**Selection**
[Begin]

Then the next one is attention. So we look around the room and see that certain things will catch our attention so that we engage in focusing on them. And other things don’t catch our attention; we don’t pay attention to them. Some people pay tremendous attention to what other people are wearing. Some people couldn’t care less about what you’re wearing, and they never pay attention. So again what do you consider important? What you care about affects what you pay attention to. So if we change what we consider important, what’s relevant to us, then we can change what we pay attention to.

So an example. Let’s say we are allergic to cat hair and we want to put on the sweater, so we would pay really very close attention to the sweater to distinguish whether or not there’s any cat hair on the sweater. Why would we do that? Because we’re allergic to cat hair. So interest, the way that you pay attention, the kind of attention you pay… Now you pay really close attention: “Oh, I see cat hair on it.” So please try that. And you see in yourself that if you pay attention to that just normally and then you pay attention to that because: “Oh, there’s cat hair on it,” it’s a whole different way of paying attention, isn’t it? “Is there a cat hair on it? Maybe it’s on the other side.” So now we’d have an intention to look on the other side. If we didn’t care whether there’s cat hair on the other side, why would we ever think to want to look at the other side of this? No way.

So similarly we could pay attention to – if somebody was sick, let’s say – how they’re walking now. Are they walking steady? Are they still unsteady on their feet? You would pay attention to different things. That would change, and you could change that purposely.

Or pay attention to how much I’m eating and how quickly I’m eating. Let’s say if we have some sort of problem with eating too much and eating too quickly. If you eat too quickly, then you don’t get the signal from your brain that you’re full; you’ve gone beyond that point before actually the brain sends the message that you’re full. So how often do we pay attention to how quickly we’re eating? For most of us, not very often.

That’s actually a big sensitivity issue, I find. Did you ever eat with somebody who eats really, really slowly – the person that picks up the fork, plays with the food, takes a little bit of it, and then they start to talk and they put the fork down, and in between bites they always put the fork down. And you’re going crazy because you want to leave. “Finish eating already!”

Or it could be the other way. You’re with somebody and they just gobble their food down like a dog, and you feel really weird that it’s taking you longer. So again you have to pay attention to how you’re eating, and the other person: Are they busy? Do they want a nice leisurely lunch that’s going to take two or three hours, or do they need to get back to work or whatever? And then if you really can’t eat quickly, to be sensitive enough to say, “You don’t have to wait until I finish. I eat slowly.” So let them choose. That’s being sensitive. And again it comes down to the caring attitude and quieting your mind of thinking of just your conversation. But you care, so you pay attention. You distinguish. They’re looking at their watch, and it’s clear from their body language that they really need to go already. So pay attention to that; distinguish it. And we can do that.

Contacting Awareness and Feeling Some Level of Happiness or Unhappiness

Then in terms of contacting awareness. Well, contacting awareness, remember, distinguishes experiencing this object as pleasant, unpleasant, or neutral. And again that is affected by many other variables, isn’t it? If we consider something as something that I like, then it’s pleasant to have contact with it. We smell our favorite food being prepared, and then we like it, so we have pleasant contacting awareness with that because we have a habit of liking it, so it’s pleasant. And if we pay attention to something that we don’t care for, then it’s unpleasant.

[End]

**Listed records**
[Begin]

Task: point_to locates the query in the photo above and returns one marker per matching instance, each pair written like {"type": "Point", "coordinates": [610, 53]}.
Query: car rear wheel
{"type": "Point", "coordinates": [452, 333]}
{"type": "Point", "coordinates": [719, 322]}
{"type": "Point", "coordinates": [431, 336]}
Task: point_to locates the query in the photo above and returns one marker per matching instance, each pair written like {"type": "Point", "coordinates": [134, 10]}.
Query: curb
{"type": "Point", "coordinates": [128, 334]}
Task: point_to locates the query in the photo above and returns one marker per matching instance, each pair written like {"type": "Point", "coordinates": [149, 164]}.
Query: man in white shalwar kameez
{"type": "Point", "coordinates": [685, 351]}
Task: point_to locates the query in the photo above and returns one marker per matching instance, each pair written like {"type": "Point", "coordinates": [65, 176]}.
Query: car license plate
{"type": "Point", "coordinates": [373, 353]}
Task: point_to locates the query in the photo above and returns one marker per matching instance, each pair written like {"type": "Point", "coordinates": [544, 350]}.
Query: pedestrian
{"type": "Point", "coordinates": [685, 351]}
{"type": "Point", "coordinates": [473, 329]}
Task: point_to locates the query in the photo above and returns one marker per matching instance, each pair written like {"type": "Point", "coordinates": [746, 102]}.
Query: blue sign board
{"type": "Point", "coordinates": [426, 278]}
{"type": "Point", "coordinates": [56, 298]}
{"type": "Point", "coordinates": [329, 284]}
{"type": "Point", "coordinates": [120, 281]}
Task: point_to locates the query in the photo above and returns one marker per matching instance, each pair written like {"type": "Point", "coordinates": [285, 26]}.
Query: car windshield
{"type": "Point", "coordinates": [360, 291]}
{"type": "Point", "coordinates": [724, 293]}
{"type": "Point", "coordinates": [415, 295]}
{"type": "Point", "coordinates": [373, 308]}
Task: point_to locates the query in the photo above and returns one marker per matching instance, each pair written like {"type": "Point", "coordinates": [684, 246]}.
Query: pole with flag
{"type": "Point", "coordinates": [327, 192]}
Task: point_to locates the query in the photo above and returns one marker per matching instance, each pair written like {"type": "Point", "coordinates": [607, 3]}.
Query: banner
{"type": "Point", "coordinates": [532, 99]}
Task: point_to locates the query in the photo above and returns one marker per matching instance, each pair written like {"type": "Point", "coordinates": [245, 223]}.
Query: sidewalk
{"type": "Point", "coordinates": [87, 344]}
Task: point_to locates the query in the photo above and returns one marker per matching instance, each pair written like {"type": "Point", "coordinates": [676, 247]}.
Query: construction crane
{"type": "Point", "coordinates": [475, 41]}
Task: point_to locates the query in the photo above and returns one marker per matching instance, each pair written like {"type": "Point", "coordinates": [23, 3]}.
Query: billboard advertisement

[End]

Rewrite the passage on attention from "So similarly we" to "change that purposely.", swapping "purposely" for "deliberately".

So similarly we could pay attention to – if somebody was sick, let’s say – how they’re walking now. Are they walking steady? Are they still unsteady on their feet? You would pay attention to different things. That would change, and you could change that deliberately.